Task to complete =>
Below is a listing to write out in full, exactly as given, without its pictures.
========
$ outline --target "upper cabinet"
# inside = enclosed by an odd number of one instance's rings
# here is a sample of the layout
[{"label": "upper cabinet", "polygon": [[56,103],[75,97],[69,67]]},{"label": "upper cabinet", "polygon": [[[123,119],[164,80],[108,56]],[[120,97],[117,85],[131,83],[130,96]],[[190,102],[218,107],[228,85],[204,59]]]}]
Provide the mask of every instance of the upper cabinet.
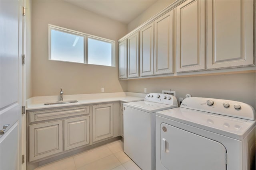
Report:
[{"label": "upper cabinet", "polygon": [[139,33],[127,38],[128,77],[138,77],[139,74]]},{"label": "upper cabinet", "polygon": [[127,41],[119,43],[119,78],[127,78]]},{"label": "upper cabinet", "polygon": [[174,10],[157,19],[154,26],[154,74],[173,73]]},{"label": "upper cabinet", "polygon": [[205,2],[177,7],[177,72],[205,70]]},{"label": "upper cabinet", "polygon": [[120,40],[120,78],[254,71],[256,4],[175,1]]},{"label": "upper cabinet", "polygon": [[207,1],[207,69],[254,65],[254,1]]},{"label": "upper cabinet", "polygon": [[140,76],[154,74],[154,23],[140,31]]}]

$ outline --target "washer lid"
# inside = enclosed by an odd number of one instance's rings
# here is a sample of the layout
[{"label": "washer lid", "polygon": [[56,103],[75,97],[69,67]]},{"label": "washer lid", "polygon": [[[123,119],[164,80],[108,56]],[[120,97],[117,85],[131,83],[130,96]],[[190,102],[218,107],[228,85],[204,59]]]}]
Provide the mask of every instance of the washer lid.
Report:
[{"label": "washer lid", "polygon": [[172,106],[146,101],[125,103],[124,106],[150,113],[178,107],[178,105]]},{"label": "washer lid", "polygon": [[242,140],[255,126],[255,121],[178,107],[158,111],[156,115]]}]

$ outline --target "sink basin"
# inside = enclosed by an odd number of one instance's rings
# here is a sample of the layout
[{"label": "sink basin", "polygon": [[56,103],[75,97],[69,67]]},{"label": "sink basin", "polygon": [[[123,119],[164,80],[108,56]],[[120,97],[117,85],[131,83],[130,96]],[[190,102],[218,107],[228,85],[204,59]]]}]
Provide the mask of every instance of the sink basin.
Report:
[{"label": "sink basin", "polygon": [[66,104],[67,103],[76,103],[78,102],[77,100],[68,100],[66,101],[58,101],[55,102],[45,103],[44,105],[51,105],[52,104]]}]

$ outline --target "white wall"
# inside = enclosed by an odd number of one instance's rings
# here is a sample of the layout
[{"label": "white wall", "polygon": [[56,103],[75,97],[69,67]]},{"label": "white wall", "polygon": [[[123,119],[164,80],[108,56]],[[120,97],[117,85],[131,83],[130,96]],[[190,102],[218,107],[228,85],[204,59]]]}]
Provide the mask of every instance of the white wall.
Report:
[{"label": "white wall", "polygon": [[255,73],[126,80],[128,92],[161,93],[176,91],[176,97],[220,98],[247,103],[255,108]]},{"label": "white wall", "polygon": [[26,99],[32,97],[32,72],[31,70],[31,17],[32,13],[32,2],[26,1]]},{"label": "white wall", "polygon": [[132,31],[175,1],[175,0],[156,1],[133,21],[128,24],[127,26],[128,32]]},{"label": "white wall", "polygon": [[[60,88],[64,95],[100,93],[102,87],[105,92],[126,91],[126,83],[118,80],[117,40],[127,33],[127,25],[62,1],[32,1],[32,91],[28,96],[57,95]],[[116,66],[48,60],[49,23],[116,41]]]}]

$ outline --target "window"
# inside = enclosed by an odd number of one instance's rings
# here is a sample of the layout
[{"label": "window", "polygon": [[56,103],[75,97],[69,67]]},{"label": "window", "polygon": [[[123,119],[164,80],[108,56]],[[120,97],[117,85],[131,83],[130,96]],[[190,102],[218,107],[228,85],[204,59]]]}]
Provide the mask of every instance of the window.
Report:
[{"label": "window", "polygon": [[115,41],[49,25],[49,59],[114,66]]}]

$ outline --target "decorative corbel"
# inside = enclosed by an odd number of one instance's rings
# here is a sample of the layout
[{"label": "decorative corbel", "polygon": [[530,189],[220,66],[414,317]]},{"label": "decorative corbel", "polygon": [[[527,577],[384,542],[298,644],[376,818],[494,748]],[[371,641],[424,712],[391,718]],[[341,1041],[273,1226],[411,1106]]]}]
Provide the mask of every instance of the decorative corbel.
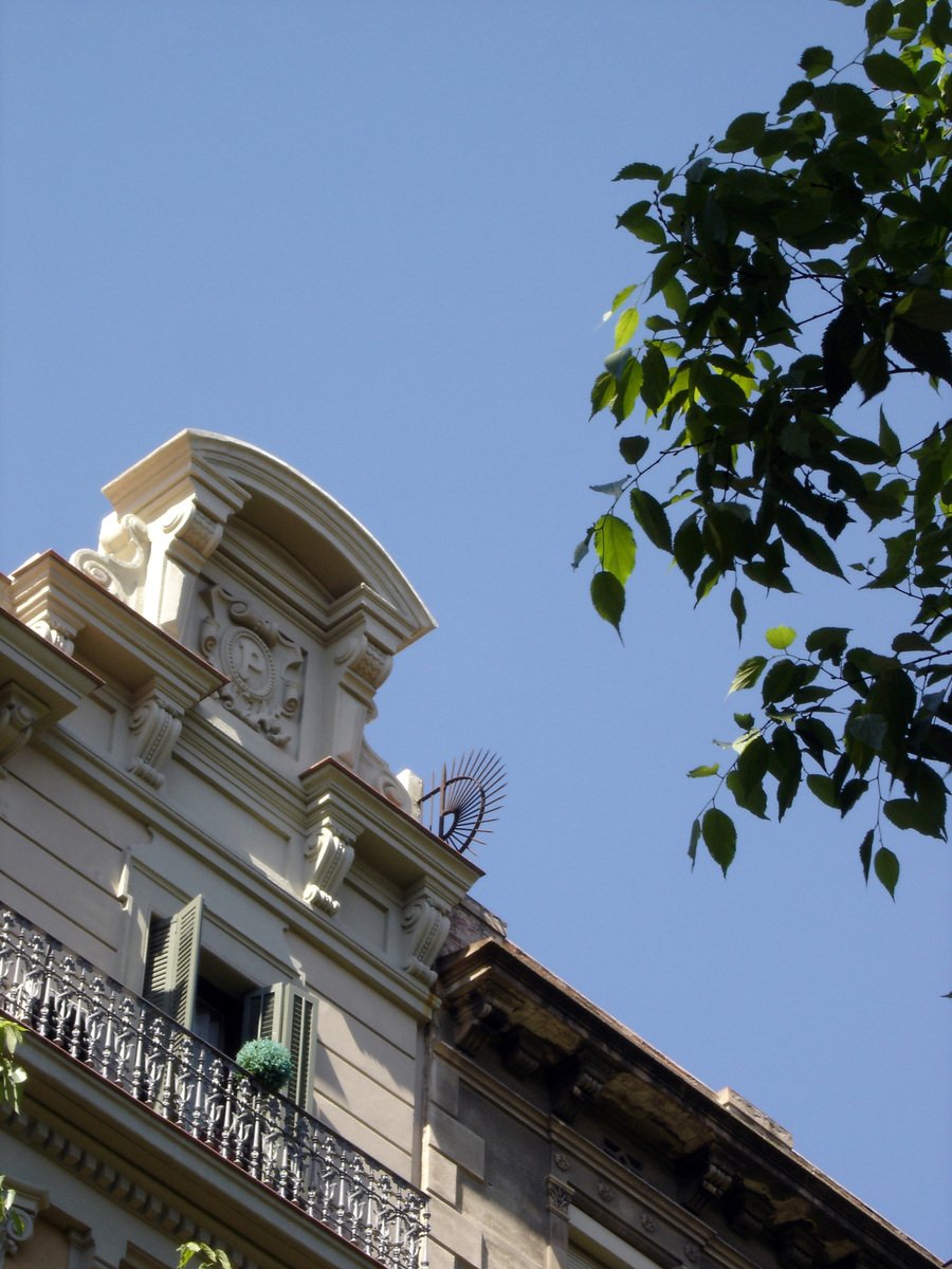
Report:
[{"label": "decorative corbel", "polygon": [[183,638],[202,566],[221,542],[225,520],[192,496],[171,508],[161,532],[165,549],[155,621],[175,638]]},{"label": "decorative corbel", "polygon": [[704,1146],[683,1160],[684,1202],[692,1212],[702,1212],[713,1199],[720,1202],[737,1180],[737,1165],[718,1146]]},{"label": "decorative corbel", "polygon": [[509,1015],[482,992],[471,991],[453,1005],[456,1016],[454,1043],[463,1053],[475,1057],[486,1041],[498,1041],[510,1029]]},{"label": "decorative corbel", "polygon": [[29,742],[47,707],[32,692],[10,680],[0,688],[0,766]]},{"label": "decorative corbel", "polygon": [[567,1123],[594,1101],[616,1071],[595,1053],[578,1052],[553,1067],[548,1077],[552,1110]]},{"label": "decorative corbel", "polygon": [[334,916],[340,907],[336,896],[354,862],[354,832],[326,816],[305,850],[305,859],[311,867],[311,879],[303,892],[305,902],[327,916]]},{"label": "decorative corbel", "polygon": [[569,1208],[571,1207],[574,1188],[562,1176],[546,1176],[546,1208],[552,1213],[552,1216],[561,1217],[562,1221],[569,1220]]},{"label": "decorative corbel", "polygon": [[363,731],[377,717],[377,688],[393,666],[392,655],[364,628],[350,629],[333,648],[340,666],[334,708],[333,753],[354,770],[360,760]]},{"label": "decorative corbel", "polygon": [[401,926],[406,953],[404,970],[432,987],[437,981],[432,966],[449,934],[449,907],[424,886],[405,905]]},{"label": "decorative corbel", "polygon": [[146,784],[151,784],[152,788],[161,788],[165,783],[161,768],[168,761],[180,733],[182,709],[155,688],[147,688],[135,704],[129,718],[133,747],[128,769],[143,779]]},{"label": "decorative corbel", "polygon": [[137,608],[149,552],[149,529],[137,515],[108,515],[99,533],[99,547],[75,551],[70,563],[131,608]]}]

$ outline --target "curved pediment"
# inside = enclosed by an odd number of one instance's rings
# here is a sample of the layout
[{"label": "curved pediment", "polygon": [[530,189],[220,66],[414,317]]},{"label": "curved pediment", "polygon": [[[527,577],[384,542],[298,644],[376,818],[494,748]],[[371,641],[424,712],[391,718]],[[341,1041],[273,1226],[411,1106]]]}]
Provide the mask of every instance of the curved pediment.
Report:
========
Response for this exercise =>
$ outline --target "upper cabinet"
# inside = enclosed by an odd number of one instance's rings
# here is a sample of the layout
[{"label": "upper cabinet", "polygon": [[56,103],[75,97],[69,67]]},{"label": "upper cabinet", "polygon": [[[123,119],[164,80],[108,56]],[[120,97],[117,85],[131,83],[130,96]],[[190,102],[218,107],[228,85],[204,59]]]}]
Provide the mask of every instance of the upper cabinet.
Report:
[{"label": "upper cabinet", "polygon": [[139,33],[127,38],[128,77],[138,77],[139,74]]},{"label": "upper cabinet", "polygon": [[127,41],[119,43],[119,78],[127,78]]},{"label": "upper cabinet", "polygon": [[174,10],[157,19],[154,26],[154,74],[173,73]]},{"label": "upper cabinet", "polygon": [[205,2],[177,7],[177,72],[205,70]]},{"label": "upper cabinet", "polygon": [[120,40],[120,78],[254,71],[256,4],[175,1]]},{"label": "upper cabinet", "polygon": [[207,1],[207,69],[254,65],[254,1]]},{"label": "upper cabinet", "polygon": [[140,76],[154,74],[154,23],[140,31]]}]

$ outline --target "washer lid"
# inside = enclosed by an odd number of one instance's rings
# here is a sample of the layout
[{"label": "washer lid", "polygon": [[56,103],[75,97],[69,67]]},{"label": "washer lid", "polygon": [[[123,119],[164,80],[108,56]],[[120,97],[117,85],[131,83],[130,96]],[[190,102],[218,107],[228,85],[204,59]]]}]
Provide the mask of every instance of the washer lid.
Report:
[{"label": "washer lid", "polygon": [[172,106],[146,101],[125,103],[124,106],[150,113],[178,107],[178,105]]},{"label": "washer lid", "polygon": [[242,140],[255,126],[255,121],[178,107],[158,111],[156,115]]}]

$ outline --target "sink basin"
# inside = enclosed by an odd number of one instance's rings
# here is a sample of the layout
[{"label": "sink basin", "polygon": [[56,103],[75,97],[69,67]]},{"label": "sink basin", "polygon": [[[123,119],[164,80],[108,56]],[[120,97],[117,85],[131,83],[130,96]],[[190,102],[218,107],[228,85],[204,59]]]}]
Provide the mask of every instance of the sink basin.
Report:
[{"label": "sink basin", "polygon": [[66,104],[67,103],[76,103],[78,102],[77,100],[68,100],[66,101],[58,101],[55,102],[45,103],[44,105],[51,105],[52,104]]}]

$ outline --target "white wall"
# inside = enclosed by an odd number of one instance's rings
# here is a sample of the layout
[{"label": "white wall", "polygon": [[56,103],[75,97],[69,67]]},{"label": "white wall", "polygon": [[[123,119],[164,80],[108,56]],[[120,97],[117,85],[131,83],[130,96]],[[190,102],[218,107],[228,85],[204,59]]]}]
Provide the mask of every instance of the white wall.
Report:
[{"label": "white wall", "polygon": [[255,73],[126,80],[128,92],[161,93],[176,91],[176,97],[220,98],[247,103],[255,108]]},{"label": "white wall", "polygon": [[26,99],[32,97],[32,72],[31,70],[31,17],[32,13],[32,2],[26,1]]},{"label": "white wall", "polygon": [[132,31],[175,1],[175,0],[156,1],[133,21],[128,24],[127,26],[128,32]]},{"label": "white wall", "polygon": [[[60,88],[64,95],[100,93],[102,87],[105,92],[126,91],[126,83],[118,80],[117,40],[127,33],[127,25],[62,1],[32,1],[32,91],[28,96],[57,95]],[[116,66],[48,60],[49,23],[116,41]]]}]

$ outline --target "window"
# inside = enclosed by an odd number of one instance's rings
# here is a sample of the layout
[{"label": "window", "polygon": [[56,103],[75,97],[69,67]]},{"label": "window", "polygon": [[[123,119],[164,80],[108,56]],[[120,97],[117,85],[131,83],[130,96]],[[190,102],[218,107],[228,85],[204,59]]]}]
Provide the mask of every instance of the window.
Report:
[{"label": "window", "polygon": [[115,41],[49,25],[49,59],[114,66]]}]

$ outline --target "decorative corbel"
# inside = enclosed by an odd number of one instance's rings
# here is a sample of the layout
[{"label": "decorative corbel", "polygon": [[530,189],[220,66],[414,317]]},{"label": "decorative corbel", "polygon": [[[527,577],[384,542],[298,644],[376,818],[494,748]],[[371,641],[424,712],[391,718]],[[341,1041],[273,1226],[411,1106]]]}]
Provide the mask of every instance of the decorative corbel.
Report:
[{"label": "decorative corbel", "polygon": [[183,638],[202,566],[221,542],[225,520],[192,496],[171,508],[161,532],[165,549],[155,621],[175,638]]},{"label": "decorative corbel", "polygon": [[704,1146],[683,1160],[684,1202],[692,1212],[702,1212],[713,1199],[720,1202],[737,1180],[737,1165],[718,1146]]},{"label": "decorative corbel", "polygon": [[509,1015],[482,992],[471,991],[453,1005],[456,1016],[454,1043],[463,1053],[475,1057],[486,1041],[498,1041],[510,1029]]},{"label": "decorative corbel", "polygon": [[29,742],[47,707],[32,692],[10,680],[0,688],[0,766]]},{"label": "decorative corbel", "polygon": [[567,1123],[594,1101],[616,1071],[595,1053],[578,1052],[553,1067],[548,1077],[552,1110]]},{"label": "decorative corbel", "polygon": [[334,916],[340,907],[336,896],[354,862],[354,832],[326,816],[305,850],[305,859],[311,867],[311,879],[303,892],[305,902],[327,916]]},{"label": "decorative corbel", "polygon": [[569,1208],[571,1207],[574,1188],[562,1176],[546,1176],[546,1208],[552,1213],[552,1216],[561,1217],[562,1221],[569,1220]]},{"label": "decorative corbel", "polygon": [[363,731],[377,717],[377,688],[393,666],[392,655],[364,628],[350,629],[333,648],[340,666],[334,708],[333,753],[354,770],[360,760]]},{"label": "decorative corbel", "polygon": [[401,926],[406,953],[404,970],[432,987],[437,981],[432,966],[449,934],[449,907],[424,886],[405,905]]},{"label": "decorative corbel", "polygon": [[146,784],[151,784],[152,788],[161,788],[165,783],[161,768],[168,761],[180,733],[182,709],[155,688],[147,688],[135,704],[129,718],[133,747],[128,769],[143,779]]},{"label": "decorative corbel", "polygon": [[137,608],[149,552],[149,529],[137,515],[108,515],[99,533],[99,547],[75,551],[70,563],[131,608]]}]

$ outline --target "curved pediment"
# inside = enclosed by an odd number of one instance's rings
# here is a sample of the layout
[{"label": "curved pediment", "polygon": [[530,189],[220,66],[414,317]]},{"label": "curved pediment", "polygon": [[[527,577],[384,542],[298,644],[376,818],[494,748]],[[371,641],[424,712],[391,718]],[[341,1041],[273,1226],[411,1106]]]}]
Provide the mask of every instance of the curved pediment.
Report:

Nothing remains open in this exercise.